● **Stated goal**: Transcribe only the part of the listing below that begins at the line containing "Please trace the outline of every instance of the water" and runs to its final line, keeping both ends.

● **Material**:
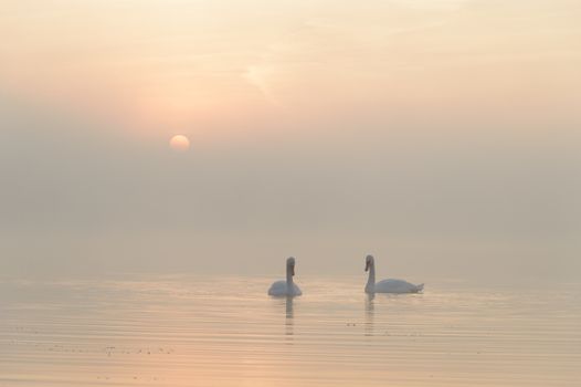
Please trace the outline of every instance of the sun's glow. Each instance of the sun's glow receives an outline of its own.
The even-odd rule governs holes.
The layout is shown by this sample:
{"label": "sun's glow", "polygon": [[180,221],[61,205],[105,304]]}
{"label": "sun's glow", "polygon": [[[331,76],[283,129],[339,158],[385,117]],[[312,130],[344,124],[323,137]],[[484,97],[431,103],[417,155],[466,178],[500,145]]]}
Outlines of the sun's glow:
{"label": "sun's glow", "polygon": [[171,149],[177,151],[186,151],[190,148],[190,140],[183,135],[176,135],[169,140]]}

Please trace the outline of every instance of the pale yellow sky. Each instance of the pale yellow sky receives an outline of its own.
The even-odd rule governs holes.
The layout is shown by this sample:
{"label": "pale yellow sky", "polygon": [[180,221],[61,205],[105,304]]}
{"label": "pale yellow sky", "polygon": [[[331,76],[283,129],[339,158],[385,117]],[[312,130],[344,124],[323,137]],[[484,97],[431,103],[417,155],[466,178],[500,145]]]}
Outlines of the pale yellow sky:
{"label": "pale yellow sky", "polygon": [[370,106],[579,123],[579,20],[568,0],[4,1],[0,80],[142,132]]}
{"label": "pale yellow sky", "polygon": [[0,272],[579,272],[580,20],[577,0],[4,0]]}

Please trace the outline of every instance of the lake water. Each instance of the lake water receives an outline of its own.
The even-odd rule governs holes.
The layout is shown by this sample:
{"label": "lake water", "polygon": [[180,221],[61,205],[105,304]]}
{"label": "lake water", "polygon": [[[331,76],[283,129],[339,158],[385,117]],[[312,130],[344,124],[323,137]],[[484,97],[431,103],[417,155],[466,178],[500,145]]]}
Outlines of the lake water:
{"label": "lake water", "polygon": [[581,386],[579,284],[365,280],[4,280],[0,386]]}

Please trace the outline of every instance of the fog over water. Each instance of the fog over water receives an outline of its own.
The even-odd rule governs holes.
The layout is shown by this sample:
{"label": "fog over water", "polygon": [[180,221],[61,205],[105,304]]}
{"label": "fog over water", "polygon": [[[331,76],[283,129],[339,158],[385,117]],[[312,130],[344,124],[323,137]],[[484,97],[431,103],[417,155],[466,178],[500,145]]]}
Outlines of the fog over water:
{"label": "fog over water", "polygon": [[578,280],[575,2],[2,8],[1,275]]}

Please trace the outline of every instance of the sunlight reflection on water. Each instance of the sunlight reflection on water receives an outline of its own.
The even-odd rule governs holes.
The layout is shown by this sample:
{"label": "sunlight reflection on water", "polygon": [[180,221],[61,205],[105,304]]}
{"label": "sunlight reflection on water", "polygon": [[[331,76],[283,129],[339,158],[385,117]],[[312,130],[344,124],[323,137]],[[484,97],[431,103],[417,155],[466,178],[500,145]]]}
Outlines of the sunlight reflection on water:
{"label": "sunlight reflection on water", "polygon": [[359,276],[0,282],[0,386],[578,386],[581,291]]}

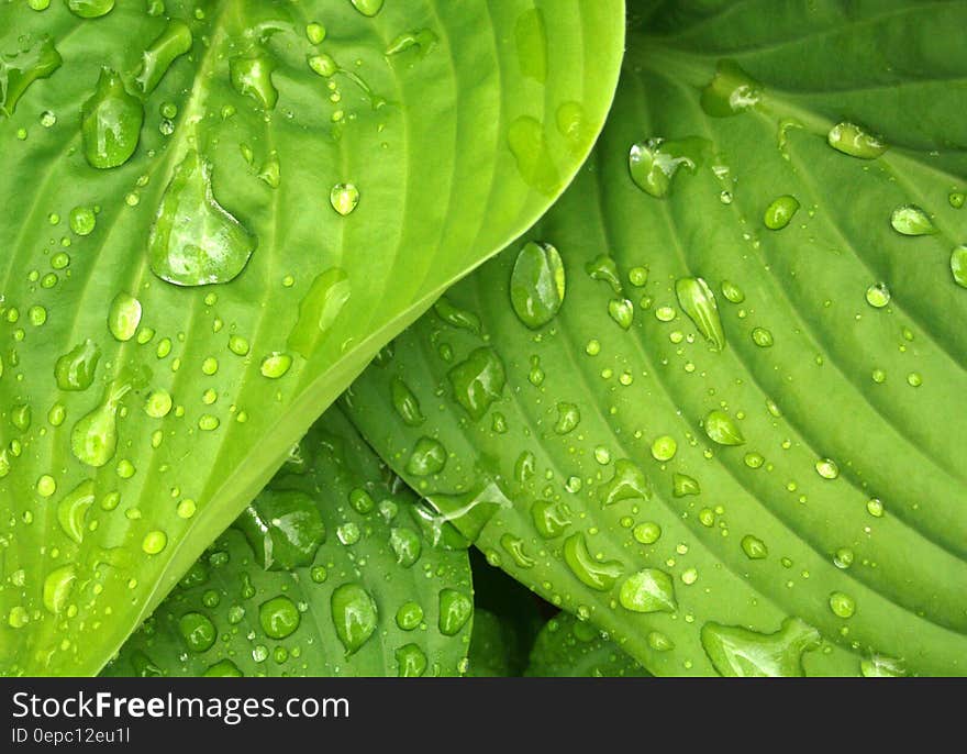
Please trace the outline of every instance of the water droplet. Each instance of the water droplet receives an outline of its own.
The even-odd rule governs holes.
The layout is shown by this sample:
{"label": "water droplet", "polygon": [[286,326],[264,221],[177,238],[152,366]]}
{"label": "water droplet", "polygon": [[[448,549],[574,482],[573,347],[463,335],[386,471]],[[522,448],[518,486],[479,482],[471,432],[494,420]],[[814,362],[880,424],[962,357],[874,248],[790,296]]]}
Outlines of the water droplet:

● **Full output**:
Please trace the outline of every instance of the water droplet. Each instance of the water droplet receives an outline of its own.
The even-odd rule governs holes.
The layout is shown by this sample:
{"label": "water droplet", "polygon": [[286,326],[264,221],[177,238],[152,366]]}
{"label": "water droplet", "polygon": [[[448,549],[574,482],[573,347],[463,335],[386,471]],[[522,448],[518,486],[479,482],[471,432],[494,420]],[[814,362],[880,424],[962,357],[874,248],[790,296]]]}
Outlines of the water droplet:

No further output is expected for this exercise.